#### [Instructions to follow]
Without the pictures, copy the entries below word for word.

#### [Dataset records]
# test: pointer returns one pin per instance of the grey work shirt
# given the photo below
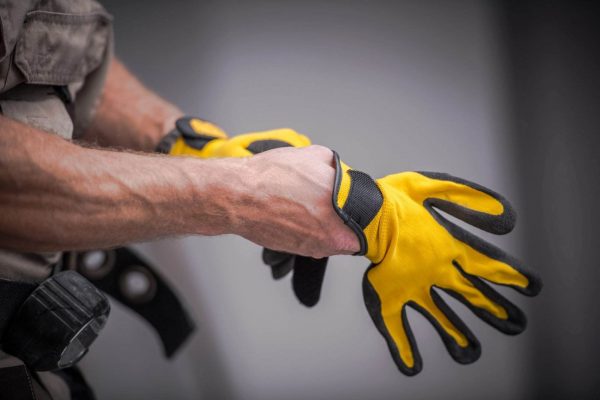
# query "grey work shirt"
(46, 44)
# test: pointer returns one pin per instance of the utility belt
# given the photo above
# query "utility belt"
(51, 325)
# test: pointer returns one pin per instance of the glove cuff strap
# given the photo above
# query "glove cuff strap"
(363, 202)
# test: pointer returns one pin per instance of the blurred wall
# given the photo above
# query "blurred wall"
(554, 60)
(391, 86)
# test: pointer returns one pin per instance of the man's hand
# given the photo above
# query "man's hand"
(55, 195)
(289, 204)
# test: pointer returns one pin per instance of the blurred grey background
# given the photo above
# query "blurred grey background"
(502, 93)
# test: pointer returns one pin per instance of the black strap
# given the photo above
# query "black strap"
(159, 305)
(12, 295)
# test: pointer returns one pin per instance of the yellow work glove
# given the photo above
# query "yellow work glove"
(200, 138)
(415, 251)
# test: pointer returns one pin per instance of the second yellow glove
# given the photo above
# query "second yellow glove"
(203, 139)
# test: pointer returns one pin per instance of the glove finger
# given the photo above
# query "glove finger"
(460, 342)
(483, 259)
(395, 329)
(281, 263)
(468, 201)
(257, 142)
(307, 280)
(477, 296)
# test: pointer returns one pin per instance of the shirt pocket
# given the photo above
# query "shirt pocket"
(60, 48)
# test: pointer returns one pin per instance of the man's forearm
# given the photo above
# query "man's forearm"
(129, 115)
(55, 195)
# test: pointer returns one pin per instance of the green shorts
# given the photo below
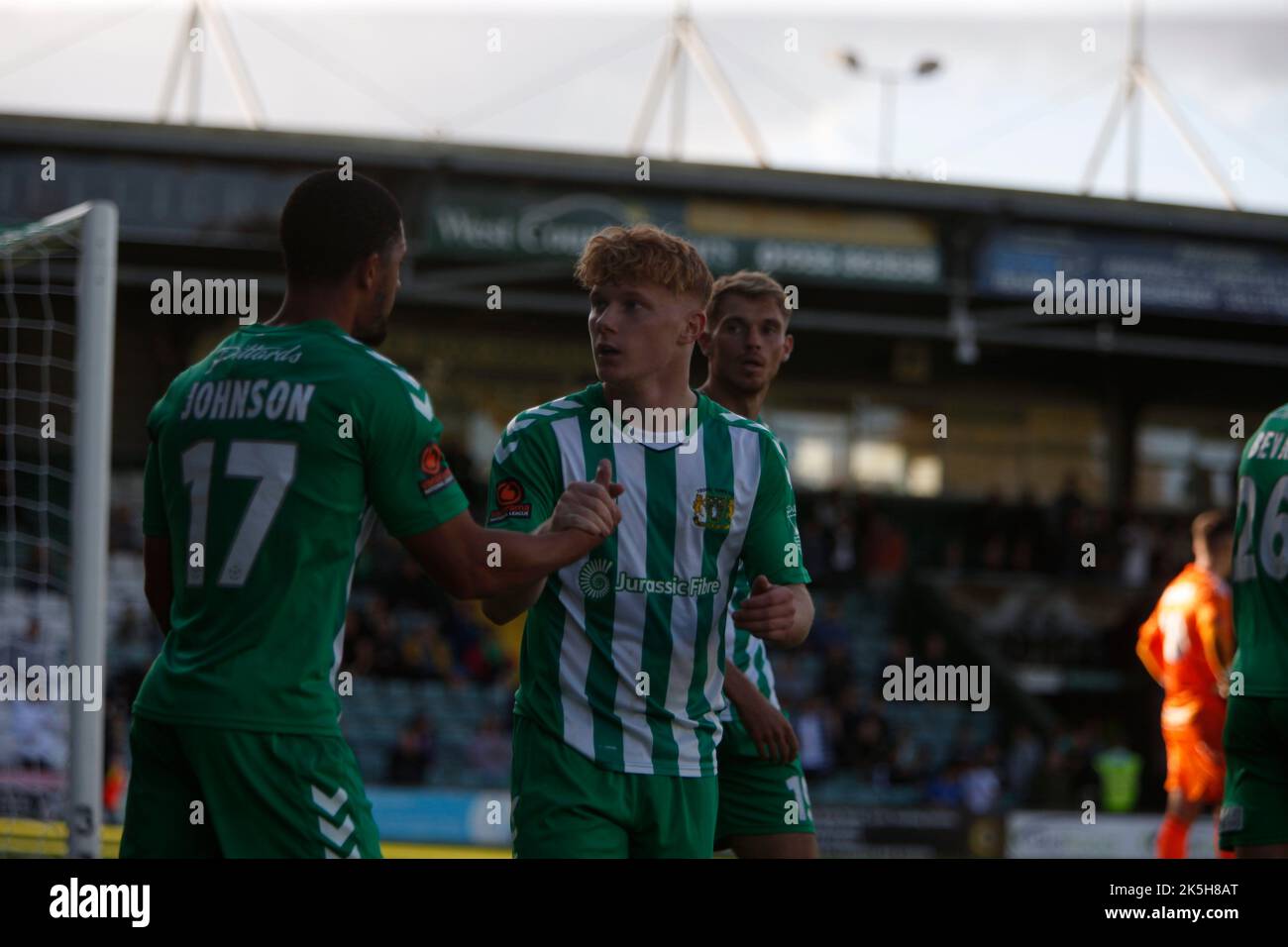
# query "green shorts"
(758, 796)
(1254, 809)
(210, 792)
(565, 805)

#### [Solution for this problem]
# test: pointer returns one pin per instance of the grey work shirt
# given the photo below
# query "grey work shirt"
(46, 44)
# test: pointer returns one pin per instance of the utility belt
# given the photo above
# query "utility belt"
(51, 325)
# test: pointer returns one pin per instance of the glove cuff strap
# given the photo above
# query "glove cuff strap"
(363, 202)
# test: pointer returns one pin per instance of the blurred wall
# given the photo above
# query "blurred wall"
(554, 60)
(391, 86)
# test: pointer returns one pin per instance of the man's hand
# given the photo above
# query "man's hand"
(55, 195)
(289, 204)
# test: pointer returns one pin per instance of the blurred grey background
# given the photo above
# query "blurred grey background"
(502, 93)
# test: pointer returns one pin per instance of the black strap
# given the photo above
# query "black strap"
(159, 305)
(12, 295)
# test: pointer returns one pin per instance of the yellow work glove
# given the photo above
# query "yellow work glove"
(200, 138)
(415, 251)
# test: pointer returns one pin per instance of the second yellow glove
# given the photo above
# query "second yellow glove"
(203, 139)
# test: pointer returns one pin per instance of the glove finger
# given the photo above
# query "glove finger"
(460, 342)
(483, 259)
(395, 329)
(281, 263)
(468, 201)
(257, 142)
(307, 280)
(477, 296)
# test: pointer returns one pin per instance of the shirt pocket
# given the photo above
# query "shirt pocket"
(60, 48)
# test: pointer returns one pin per instance of the man's forearm
# given the photo above
# query "man's forearm"
(129, 115)
(55, 195)
# test: pointer returns one pin per instance of the green shorts
# given the photo below
# query "green shorts"
(758, 796)
(1254, 809)
(210, 792)
(565, 805)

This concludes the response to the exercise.